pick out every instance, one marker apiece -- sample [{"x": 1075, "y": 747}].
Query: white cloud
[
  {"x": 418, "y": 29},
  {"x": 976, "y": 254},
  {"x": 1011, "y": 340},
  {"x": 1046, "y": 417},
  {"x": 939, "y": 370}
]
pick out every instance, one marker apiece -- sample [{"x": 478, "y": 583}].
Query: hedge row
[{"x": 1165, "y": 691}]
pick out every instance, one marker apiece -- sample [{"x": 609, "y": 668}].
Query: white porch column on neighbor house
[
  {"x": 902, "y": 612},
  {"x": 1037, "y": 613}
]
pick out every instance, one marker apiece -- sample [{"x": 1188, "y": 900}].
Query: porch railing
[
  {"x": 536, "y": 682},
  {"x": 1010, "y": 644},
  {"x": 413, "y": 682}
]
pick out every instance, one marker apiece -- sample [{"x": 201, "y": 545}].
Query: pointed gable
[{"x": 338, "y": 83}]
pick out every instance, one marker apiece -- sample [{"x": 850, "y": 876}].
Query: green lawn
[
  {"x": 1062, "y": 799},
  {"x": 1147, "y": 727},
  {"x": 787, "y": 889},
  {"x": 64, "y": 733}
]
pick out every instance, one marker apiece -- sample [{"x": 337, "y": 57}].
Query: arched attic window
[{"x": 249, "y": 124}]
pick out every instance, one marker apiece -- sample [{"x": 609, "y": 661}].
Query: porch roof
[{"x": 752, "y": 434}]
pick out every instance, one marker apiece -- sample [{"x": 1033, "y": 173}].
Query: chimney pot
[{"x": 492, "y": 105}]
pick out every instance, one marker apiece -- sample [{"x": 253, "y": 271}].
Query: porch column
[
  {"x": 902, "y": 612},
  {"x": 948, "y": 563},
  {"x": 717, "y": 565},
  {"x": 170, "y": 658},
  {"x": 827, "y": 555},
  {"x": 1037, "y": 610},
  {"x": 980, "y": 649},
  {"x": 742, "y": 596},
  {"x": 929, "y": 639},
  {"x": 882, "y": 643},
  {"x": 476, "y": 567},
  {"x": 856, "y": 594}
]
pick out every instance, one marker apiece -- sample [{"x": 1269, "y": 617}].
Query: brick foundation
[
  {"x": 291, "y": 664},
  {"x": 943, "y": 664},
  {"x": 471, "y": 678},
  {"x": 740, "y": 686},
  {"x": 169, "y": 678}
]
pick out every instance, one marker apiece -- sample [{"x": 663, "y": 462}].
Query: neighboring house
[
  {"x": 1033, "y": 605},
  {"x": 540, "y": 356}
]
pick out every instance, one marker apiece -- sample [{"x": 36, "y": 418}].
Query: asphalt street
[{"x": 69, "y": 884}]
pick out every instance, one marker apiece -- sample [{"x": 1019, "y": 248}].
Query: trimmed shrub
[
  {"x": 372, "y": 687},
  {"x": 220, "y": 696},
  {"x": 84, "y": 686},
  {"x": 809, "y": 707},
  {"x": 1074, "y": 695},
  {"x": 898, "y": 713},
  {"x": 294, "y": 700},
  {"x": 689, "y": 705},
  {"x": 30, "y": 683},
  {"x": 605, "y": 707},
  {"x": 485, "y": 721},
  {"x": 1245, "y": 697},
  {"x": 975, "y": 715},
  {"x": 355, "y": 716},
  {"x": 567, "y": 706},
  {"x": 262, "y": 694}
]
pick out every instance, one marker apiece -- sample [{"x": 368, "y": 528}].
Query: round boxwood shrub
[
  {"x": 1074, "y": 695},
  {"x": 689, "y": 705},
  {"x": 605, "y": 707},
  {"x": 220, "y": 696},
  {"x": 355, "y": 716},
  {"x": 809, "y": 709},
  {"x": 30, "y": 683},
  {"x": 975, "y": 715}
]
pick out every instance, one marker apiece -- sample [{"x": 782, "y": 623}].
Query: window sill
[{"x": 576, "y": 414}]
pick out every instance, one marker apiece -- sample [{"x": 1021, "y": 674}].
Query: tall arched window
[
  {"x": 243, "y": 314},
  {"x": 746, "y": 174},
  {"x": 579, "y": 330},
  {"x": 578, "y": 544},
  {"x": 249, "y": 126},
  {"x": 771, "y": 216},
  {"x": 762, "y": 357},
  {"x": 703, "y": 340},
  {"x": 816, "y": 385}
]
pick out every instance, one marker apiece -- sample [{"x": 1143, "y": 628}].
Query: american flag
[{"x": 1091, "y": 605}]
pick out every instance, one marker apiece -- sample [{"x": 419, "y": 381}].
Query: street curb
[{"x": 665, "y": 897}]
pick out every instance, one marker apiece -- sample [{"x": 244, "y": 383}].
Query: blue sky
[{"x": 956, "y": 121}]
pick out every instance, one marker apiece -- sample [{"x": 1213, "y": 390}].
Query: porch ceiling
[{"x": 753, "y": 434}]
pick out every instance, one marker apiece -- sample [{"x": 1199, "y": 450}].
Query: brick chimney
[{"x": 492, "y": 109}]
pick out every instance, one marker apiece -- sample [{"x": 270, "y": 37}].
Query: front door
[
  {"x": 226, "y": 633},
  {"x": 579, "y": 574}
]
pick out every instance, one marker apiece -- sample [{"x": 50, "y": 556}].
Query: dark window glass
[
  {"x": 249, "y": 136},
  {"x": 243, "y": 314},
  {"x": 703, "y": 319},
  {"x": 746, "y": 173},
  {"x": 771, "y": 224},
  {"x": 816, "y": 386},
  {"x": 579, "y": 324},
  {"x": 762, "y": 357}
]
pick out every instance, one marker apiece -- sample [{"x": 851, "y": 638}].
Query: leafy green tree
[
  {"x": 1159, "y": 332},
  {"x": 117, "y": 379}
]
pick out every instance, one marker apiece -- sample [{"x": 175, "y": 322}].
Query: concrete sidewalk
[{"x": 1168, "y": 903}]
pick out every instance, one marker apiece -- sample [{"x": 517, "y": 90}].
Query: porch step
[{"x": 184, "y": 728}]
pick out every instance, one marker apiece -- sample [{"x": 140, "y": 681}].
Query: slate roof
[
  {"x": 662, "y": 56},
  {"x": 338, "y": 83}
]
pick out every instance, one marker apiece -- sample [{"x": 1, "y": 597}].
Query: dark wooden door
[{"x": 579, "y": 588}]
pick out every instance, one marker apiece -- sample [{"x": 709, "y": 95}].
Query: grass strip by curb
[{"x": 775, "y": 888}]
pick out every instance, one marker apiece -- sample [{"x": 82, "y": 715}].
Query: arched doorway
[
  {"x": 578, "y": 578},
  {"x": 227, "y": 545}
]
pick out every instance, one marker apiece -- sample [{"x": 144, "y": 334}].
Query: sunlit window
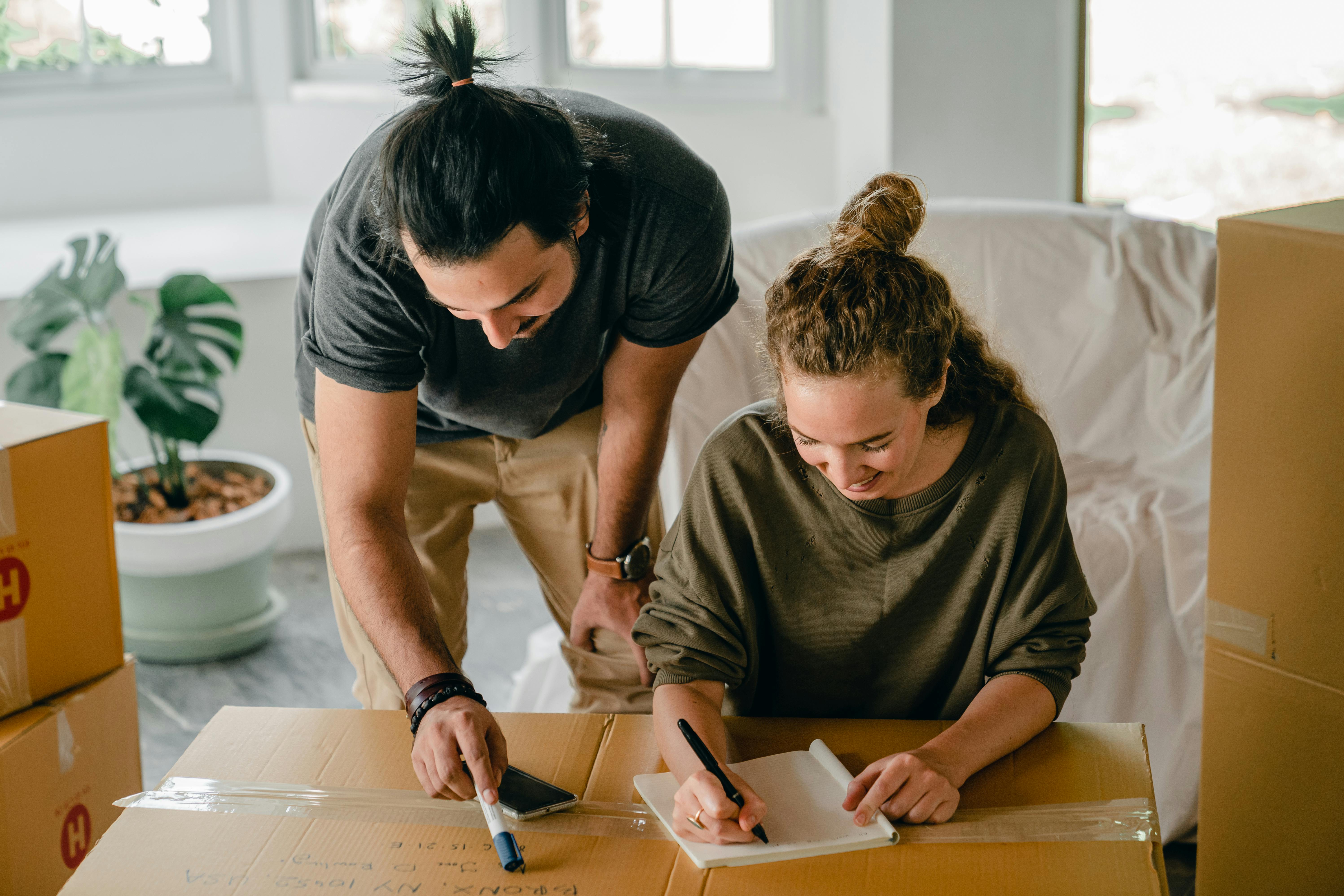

- - - - - - -

Task statement - Every entry above should be written out again verbatim, with no pictures included.

Written response -
pick out every instance, one marker apiece -- sample [{"x": 1075, "y": 747}].
Query: white cloud
[
  {"x": 418, "y": 29},
  {"x": 976, "y": 254},
  {"x": 1011, "y": 340},
  {"x": 1046, "y": 417},
  {"x": 939, "y": 370}
]
pick out every instance, one marker apiece -- sample [{"x": 478, "y": 583}].
Query: hedge row
[{"x": 1165, "y": 691}]
pick out every instance, one marker apiece -- sample [{"x": 609, "y": 668}].
Query: white porch column on neighbor house
[
  {"x": 902, "y": 612},
  {"x": 1037, "y": 613}
]
pick out every instance, one marker apiece -- sample [{"x": 1188, "y": 900}].
Query: porch railing
[
  {"x": 536, "y": 682},
  {"x": 1010, "y": 644},
  {"x": 413, "y": 682}
]
pick out every instance, one marker apiece -- sample [{"x": 201, "y": 545}].
Query: pointed gable
[{"x": 338, "y": 83}]
pick out every instance, one marker apiece -- sample [{"x": 850, "y": 876}].
Query: green lawn
[
  {"x": 1062, "y": 799},
  {"x": 1147, "y": 727},
  {"x": 787, "y": 889},
  {"x": 64, "y": 733}
]
pick out every instance, one marker apiece -- sample [{"x": 337, "y": 57}].
Query: arched attic window
[{"x": 249, "y": 124}]
pick out every instance, one marker apiece -- sample [{"x": 609, "y": 661}].
Query: porch roof
[{"x": 752, "y": 434}]
pick out every instance, one marker apiece -- sample [{"x": 1033, "y": 173}].
Query: chimney pot
[{"x": 492, "y": 105}]
pick out every instance, one marker apiece -- sample [{"x": 253, "y": 271}].
Query: porch column
[
  {"x": 902, "y": 612},
  {"x": 948, "y": 563},
  {"x": 717, "y": 565},
  {"x": 170, "y": 658},
  {"x": 827, "y": 555},
  {"x": 1037, "y": 610},
  {"x": 980, "y": 649},
  {"x": 742, "y": 596},
  {"x": 929, "y": 639},
  {"x": 882, "y": 643},
  {"x": 476, "y": 567},
  {"x": 856, "y": 594}
]
pick out every instance, one marker apiece -- sample [{"x": 1269, "y": 617}].
Query: brick foundation
[
  {"x": 291, "y": 664},
  {"x": 943, "y": 664},
  {"x": 471, "y": 678},
  {"x": 740, "y": 686},
  {"x": 169, "y": 678}
]
pick out every instance, one marker apiece -- sample [{"x": 663, "y": 462}].
Query: neighboring house
[
  {"x": 1033, "y": 605},
  {"x": 540, "y": 356}
]
pick out every instance, one marker apiece -- sample [{"x": 36, "y": 418}].
Query: asphalt street
[{"x": 69, "y": 884}]
pick out every instance, one marker apiece -- sample [{"x": 1019, "y": 248}].
Query: trimmed shrub
[
  {"x": 372, "y": 687},
  {"x": 220, "y": 696},
  {"x": 84, "y": 686},
  {"x": 809, "y": 707},
  {"x": 1074, "y": 695},
  {"x": 898, "y": 713},
  {"x": 294, "y": 700},
  {"x": 689, "y": 705},
  {"x": 30, "y": 683},
  {"x": 605, "y": 707},
  {"x": 485, "y": 721},
  {"x": 1245, "y": 697},
  {"x": 975, "y": 715},
  {"x": 355, "y": 716},
  {"x": 567, "y": 706},
  {"x": 262, "y": 694}
]
pick out every instance, one marker apiece -- sample [{"x": 368, "y": 528}].
Query: round boxwood shrub
[
  {"x": 1074, "y": 695},
  {"x": 689, "y": 705},
  {"x": 605, "y": 707},
  {"x": 220, "y": 696},
  {"x": 355, "y": 716},
  {"x": 809, "y": 709},
  {"x": 30, "y": 683},
  {"x": 975, "y": 715}
]
pick out every instance, one marker apiece -- sample [{"x": 782, "y": 623}].
Query: window sill
[{"x": 576, "y": 414}]
pick out every instance, one marker apiece -- sample [{"x": 1021, "y": 674}].
Query: tall arched window
[
  {"x": 243, "y": 314},
  {"x": 746, "y": 174},
  {"x": 579, "y": 330},
  {"x": 578, "y": 544},
  {"x": 249, "y": 126},
  {"x": 771, "y": 216},
  {"x": 762, "y": 357},
  {"x": 703, "y": 340},
  {"x": 816, "y": 385}
]
pick out every instance, one marker apiece -- sample [{"x": 1143, "y": 628}].
Query: american flag
[{"x": 1091, "y": 605}]
pick out every instance, one marker apiece -- sample [{"x": 419, "y": 381}].
Query: street curb
[{"x": 665, "y": 897}]
pick out every instance, one marker apiece -- sample [{"x": 244, "y": 383}].
Query: blue sky
[{"x": 956, "y": 121}]
pick out every instance, one marker apiece -- sample [{"x": 1213, "y": 390}].
Query: porch ceiling
[{"x": 753, "y": 434}]
pick out every instance, one marker apiece -- sample [{"x": 1199, "y": 450}].
Query: brick chimney
[{"x": 492, "y": 109}]
pick out every instance, one marker apiece -- sample [{"x": 270, "y": 37}].
Query: front door
[
  {"x": 226, "y": 633},
  {"x": 579, "y": 574}
]
pick out every instance, one marker apiece -- sample [{"x": 50, "y": 556}].
Query: dark window glass
[
  {"x": 249, "y": 136},
  {"x": 243, "y": 314},
  {"x": 703, "y": 319},
  {"x": 746, "y": 173},
  {"x": 771, "y": 224},
  {"x": 816, "y": 386},
  {"x": 579, "y": 324},
  {"x": 762, "y": 357}
]
pick out every instance, one marker apiece -- sample [{"x": 851, "y": 638}].
Query: leafy green tree
[
  {"x": 1159, "y": 332},
  {"x": 117, "y": 379}
]
pick out every instance, one marker apiece -- sample [{"x": 175, "y": 322}].
Query: concrete sidewalk
[{"x": 1168, "y": 903}]
pick out every instance, one marker apiece -- sample [{"x": 517, "y": 90}].
Query: porch step
[{"x": 184, "y": 728}]
pick out every instance, one marker apiece -- sample [{"x": 140, "y": 681}].
Query: slate roof
[
  {"x": 662, "y": 56},
  {"x": 338, "y": 83}
]
pick out every instance, one marker apiece -- sample [{"x": 1, "y": 597}].
Query: dark wooden door
[{"x": 579, "y": 588}]
pick out every instance, one marker apiece -- sample [{"x": 709, "y": 95}].
Query: grass strip by curb
[{"x": 775, "y": 888}]
pick out every instance, one marker apiece -- sample [{"x": 82, "y": 715}].
Query: arched doorway
[
  {"x": 578, "y": 578},
  {"x": 227, "y": 545}
]
pick out every instance, one marker apiece -- sample [{"x": 144, "y": 334}].
Query: sunlit window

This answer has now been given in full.